● What the task asks: Render this sentence from the CppNet documentation excerpt in French: "Each example generates its own dataset, trains a model, and reports final metrics."
** START OF Supplied passage **
Serialization	`save_model()` / `load_model()` for full model persistence; tensor-level binary I/O.
LR Schedulers	`StepLR`, `ExponentialLR`, `CosineAnnealingLR`.
Callbacks	`EarlyStopping` with configurable patience, delta, and mode.
Elapsed Time	Training duration measurement.

DataLoader example:

CppNet::Utils::DataLoader loader(X, Y, /*batch_size=*/32, /*shuffle=*/true);
for (auto& [x_batch, y_batch] : loader) {
    // forward / backward / step
}
loader.reset(); // re-shuffle for next epoch

Learning rate scheduler example:

CppNet::Schedulers::CosineAnnealingLR scheduler(/*initial_lr=*/0.01, /*T_max=*/100);
for (int epoch = 0; epoch < 100; ++epoch) {
    float lr = scheduler.step();
    // ... train with lr
}

Visualization

CppNet::Visualizations::TrainingLogger logger;
// Inside training loop:
logger.log("train_loss", loss);
logger.log("val_accuracy", val_acc);
logger.next_epoch();
// After training:
logger.print_epoch_summary();
logger.export_csv("training_history.csv");

Examples

The examples/ directory contains complete, self-contained deep learning programs that train on synthetic data — no downloads required. Each example generates its own dataset, trains a model, and reports final metrics.

Example	Architecture	Dataset	Key Components	Result
`mlp_classification.cpp`	Linear→ReLU→Linear→ReLU→Linear	3-class spiral (600 samples, 2D)	ReLU, SoftmaxCrossEntropy, Adam	~75% accuracy
`cnn_image_classification.cpp`	Conv2D→ReLU→MaxPool2D→Flatten→Linear	8×8 stripe images (400 samples)	Conv2D, MaxPool2D, SoftmaxCrossEntropy, Adam	100% accuracy
`rnn_sequence_prediction.cpp`	LSTM(1,16)→Linear(16,1)	Sine-wave sequences (400 samples)	LSTM, MSE, Adam	MSE ≈ 0.00001
`gru_sequence_prediction.cpp`	GRU(1,16)→Linear(16,1)	Sine-wave sequences (400 samples)	GRU, MAE, Momentum	MAE ≈ 0.010
`transformer_classifier.cpp`	Embedding→Attention+skip→ReLU→Linear	Token sequences (400 samples)	Embedding, MultiHeadAttention, MeanPool1D	100% accuracy
`resnet_classifier.cpp`	Linear→ReLU→ResBlock(32)→Linear→Sigmoid	Concentric circles (600 samples)	Residual, GradientClip, He init	~99% accuracy
`regularized_cnn.cpp`	Conv2D→LeakyReLU→Pool→BN→Dropout→FC	8×8 pattern images (600 samples, 3 classes)	BatchNorm, Dropout, LeakyReLU, CategoricalCrossEntropy, Adagrad	100% accuracy
`optimizer_comparison.cpp`	Linear→Tanh→Linear→Tanh→Linear	Regression: y = sin(x₀)·cos(x₁) (500 samples)	SGD, Momentum, Adagrad, RMSProp, Adam, Tanh, Huber	loss ≈ 0.002

Build and run:

cd build
cmake .. -DCMAKE_BUILD_TYPE=Release -DBUILD_EXAMPLES=ON
make -j$(nproc)
** END OF Supplied passage **
** START OF Information given **
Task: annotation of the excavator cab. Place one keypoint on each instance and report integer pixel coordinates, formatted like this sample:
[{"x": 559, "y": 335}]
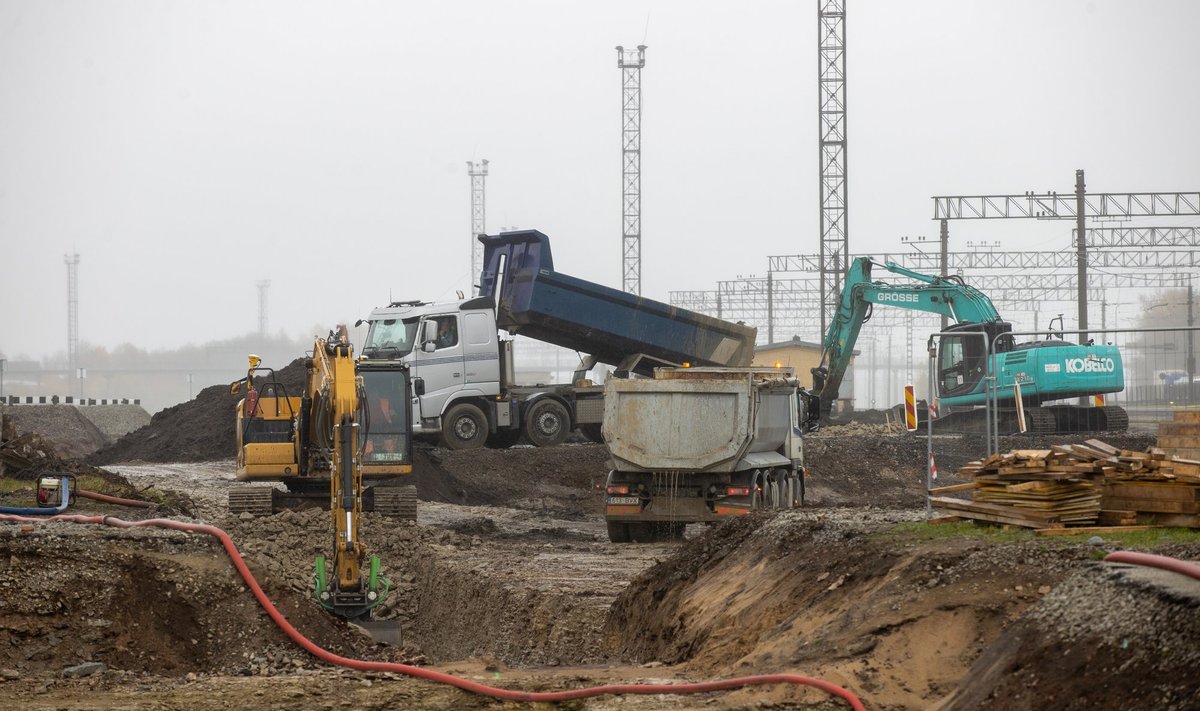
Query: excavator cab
[
  {"x": 267, "y": 426},
  {"x": 963, "y": 357}
]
** END OF Information given **
● Worked answer: Chaque exemple génère son propre jeu de données, entraîne un modèle et fournit les métriques finales.